| Problem description |
Would you repeat every line of the material exactly?
=====
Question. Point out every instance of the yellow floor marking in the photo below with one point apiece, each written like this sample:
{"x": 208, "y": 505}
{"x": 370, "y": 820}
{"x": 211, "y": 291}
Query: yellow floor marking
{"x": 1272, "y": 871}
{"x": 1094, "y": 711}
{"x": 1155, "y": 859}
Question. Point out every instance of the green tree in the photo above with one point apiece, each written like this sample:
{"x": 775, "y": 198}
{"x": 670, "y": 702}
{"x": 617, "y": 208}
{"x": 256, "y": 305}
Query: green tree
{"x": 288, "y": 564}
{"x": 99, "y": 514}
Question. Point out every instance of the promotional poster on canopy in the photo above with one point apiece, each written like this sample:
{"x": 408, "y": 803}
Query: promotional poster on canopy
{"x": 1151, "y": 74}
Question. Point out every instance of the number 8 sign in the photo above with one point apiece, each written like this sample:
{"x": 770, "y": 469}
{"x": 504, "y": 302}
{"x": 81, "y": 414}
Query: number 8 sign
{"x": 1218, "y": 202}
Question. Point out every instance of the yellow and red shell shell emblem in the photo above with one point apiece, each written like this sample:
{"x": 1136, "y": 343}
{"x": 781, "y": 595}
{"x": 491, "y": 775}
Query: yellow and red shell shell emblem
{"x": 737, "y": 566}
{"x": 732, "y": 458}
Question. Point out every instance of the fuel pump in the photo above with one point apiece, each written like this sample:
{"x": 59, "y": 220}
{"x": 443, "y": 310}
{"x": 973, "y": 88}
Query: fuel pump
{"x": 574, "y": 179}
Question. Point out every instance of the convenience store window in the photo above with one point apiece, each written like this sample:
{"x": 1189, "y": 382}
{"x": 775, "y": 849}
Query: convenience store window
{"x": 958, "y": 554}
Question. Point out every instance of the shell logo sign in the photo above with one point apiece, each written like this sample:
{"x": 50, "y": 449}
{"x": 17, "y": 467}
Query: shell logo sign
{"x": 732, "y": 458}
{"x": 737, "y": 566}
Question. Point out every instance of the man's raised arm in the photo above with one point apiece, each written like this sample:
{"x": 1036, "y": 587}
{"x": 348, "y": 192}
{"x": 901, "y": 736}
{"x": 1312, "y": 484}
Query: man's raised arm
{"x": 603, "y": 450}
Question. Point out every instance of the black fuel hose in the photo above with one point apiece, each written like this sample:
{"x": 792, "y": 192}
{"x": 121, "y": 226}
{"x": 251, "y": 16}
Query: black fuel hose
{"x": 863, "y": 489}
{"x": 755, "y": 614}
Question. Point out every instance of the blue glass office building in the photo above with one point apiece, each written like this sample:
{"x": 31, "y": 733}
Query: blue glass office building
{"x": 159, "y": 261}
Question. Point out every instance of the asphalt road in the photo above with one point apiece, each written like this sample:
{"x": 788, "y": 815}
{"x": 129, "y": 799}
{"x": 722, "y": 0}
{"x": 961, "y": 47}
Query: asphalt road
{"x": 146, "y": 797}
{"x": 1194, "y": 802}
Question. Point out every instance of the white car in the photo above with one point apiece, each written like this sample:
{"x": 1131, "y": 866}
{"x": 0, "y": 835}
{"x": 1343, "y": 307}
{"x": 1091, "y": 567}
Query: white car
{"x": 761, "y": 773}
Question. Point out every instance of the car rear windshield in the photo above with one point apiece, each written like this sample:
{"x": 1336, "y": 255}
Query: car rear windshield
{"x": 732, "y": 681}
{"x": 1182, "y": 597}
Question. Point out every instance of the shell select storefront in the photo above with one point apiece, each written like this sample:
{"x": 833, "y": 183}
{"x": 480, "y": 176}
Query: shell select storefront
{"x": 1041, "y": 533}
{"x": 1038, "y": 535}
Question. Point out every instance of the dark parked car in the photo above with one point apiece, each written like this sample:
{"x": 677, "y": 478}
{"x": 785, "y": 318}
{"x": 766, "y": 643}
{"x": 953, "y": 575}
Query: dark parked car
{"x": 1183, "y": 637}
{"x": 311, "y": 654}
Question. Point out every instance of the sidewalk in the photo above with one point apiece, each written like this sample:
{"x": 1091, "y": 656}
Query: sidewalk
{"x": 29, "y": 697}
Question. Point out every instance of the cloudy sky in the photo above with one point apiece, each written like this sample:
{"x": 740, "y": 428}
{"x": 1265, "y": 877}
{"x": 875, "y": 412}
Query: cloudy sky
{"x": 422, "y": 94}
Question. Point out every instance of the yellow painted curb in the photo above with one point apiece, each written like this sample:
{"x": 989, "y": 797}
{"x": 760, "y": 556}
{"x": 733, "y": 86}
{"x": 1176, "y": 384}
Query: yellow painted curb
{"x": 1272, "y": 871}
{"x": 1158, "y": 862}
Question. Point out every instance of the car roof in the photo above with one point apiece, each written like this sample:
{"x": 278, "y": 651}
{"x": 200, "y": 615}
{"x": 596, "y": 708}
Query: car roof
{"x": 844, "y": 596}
=====
| Answer box |
Question. Point out every instance of the yellow floor marking in the photo below with one point apiece, each written like this sample:
{"x": 208, "y": 505}
{"x": 370, "y": 820}
{"x": 211, "y": 291}
Query: yellow floor marking
{"x": 1272, "y": 871}
{"x": 1094, "y": 711}
{"x": 1155, "y": 859}
Question. Point out every instance of the green tree in the photo above with one point apiece, each written like this sample:
{"x": 775, "y": 198}
{"x": 670, "y": 702}
{"x": 617, "y": 208}
{"x": 256, "y": 305}
Query: green tree
{"x": 288, "y": 564}
{"x": 99, "y": 514}
Question. Point out every instance of the promotional poster on canopy in the photo above with one point apiece, each written like this sample:
{"x": 408, "y": 803}
Query: promotional poster on canopy
{"x": 1151, "y": 74}
Question. Point out every instance of the number 8 sign in the photo above with one point apiece, each written like this sample:
{"x": 770, "y": 469}
{"x": 504, "y": 302}
{"x": 81, "y": 414}
Query: number 8 sign
{"x": 1218, "y": 202}
Question. Point out every instance of the yellow and red shell shell emblem in the photo above with one point apiece, each written like this sample:
{"x": 1136, "y": 343}
{"x": 781, "y": 595}
{"x": 491, "y": 775}
Query: yellow and red shell shell emblem
{"x": 737, "y": 566}
{"x": 732, "y": 458}
Question. Point out every instance of the fuel pump in the photo above with one point apiece, each written like this sample:
{"x": 59, "y": 220}
{"x": 443, "y": 310}
{"x": 973, "y": 88}
Query: fuel pump
{"x": 574, "y": 179}
Question. Point out every instance of the convenience store window in the photo above with one point apiece, each written like this sample:
{"x": 1189, "y": 382}
{"x": 775, "y": 849}
Query: convenience store window
{"x": 958, "y": 554}
Question. Point out every instance of the shell logo sign in the photo above with one point apiece, each written like this sample:
{"x": 50, "y": 449}
{"x": 17, "y": 467}
Query: shell logo sign
{"x": 732, "y": 458}
{"x": 737, "y": 566}
Question. Point out every instance of the man's raised arm in the photo above with one point apiece, each written like this sample:
{"x": 1036, "y": 587}
{"x": 348, "y": 192}
{"x": 901, "y": 736}
{"x": 1312, "y": 484}
Query: man's raised arm
{"x": 603, "y": 450}
Question. Point out every instance of the black fuel hose in the photo above with one point apiece, each written like this sample:
{"x": 792, "y": 192}
{"x": 121, "y": 226}
{"x": 251, "y": 16}
Query: black fuel hose
{"x": 863, "y": 489}
{"x": 755, "y": 614}
Question. Point out every instance of the blue glass office building in the photo above with one point apiece, each written like this sample:
{"x": 31, "y": 733}
Query: blue glass office building
{"x": 159, "y": 261}
Question. Point out every instance of the asphalt road in the photo above with one point apiece, each written like this sample:
{"x": 788, "y": 815}
{"x": 129, "y": 799}
{"x": 722, "y": 0}
{"x": 961, "y": 47}
Query: asphalt road
{"x": 146, "y": 797}
{"x": 1194, "y": 802}
Question. Point out every instance of the white car in the photo above with one point apiece, each written like this sample:
{"x": 1131, "y": 866}
{"x": 0, "y": 835}
{"x": 1343, "y": 307}
{"x": 1091, "y": 567}
Query: white car
{"x": 761, "y": 773}
Question. Point out every instance of the car rear windshield in the photo above with one point apiece, each written like this sample:
{"x": 1336, "y": 255}
Query: car rear windshield
{"x": 732, "y": 681}
{"x": 1182, "y": 597}
Question. Point out every instance of the shell select storefront in the photo above with one point apiece, each written like this sample:
{"x": 833, "y": 183}
{"x": 480, "y": 176}
Query: shell select storefront
{"x": 1041, "y": 533}
{"x": 1038, "y": 535}
Question. Point out every instance of the dark parked car in the photo above with one point apiece, each written like this sample:
{"x": 677, "y": 478}
{"x": 785, "y": 318}
{"x": 766, "y": 643}
{"x": 953, "y": 575}
Query: dark parked car
{"x": 1183, "y": 637}
{"x": 311, "y": 654}
Question. Point out every instance of the sidewalk in the photo above with one point apiece, each written like this sample:
{"x": 1091, "y": 656}
Query: sidewalk
{"x": 29, "y": 697}
Question. Point out every instance of the cloudy sky in the photo above with one point apiece, each written like this sample:
{"x": 740, "y": 428}
{"x": 1265, "y": 877}
{"x": 875, "y": 412}
Query: cloudy sky
{"x": 422, "y": 94}
Question. Point out every instance of the yellow painted curb in the photo above with one point apiece, each written like this sample:
{"x": 989, "y": 797}
{"x": 760, "y": 556}
{"x": 733, "y": 86}
{"x": 1176, "y": 384}
Query: yellow painted curb
{"x": 1272, "y": 871}
{"x": 1158, "y": 862}
Question. Point out every instance of the car roof in the photo above with one point apiece, each written like this sample:
{"x": 278, "y": 651}
{"x": 200, "y": 615}
{"x": 596, "y": 708}
Query: car roof
{"x": 844, "y": 596}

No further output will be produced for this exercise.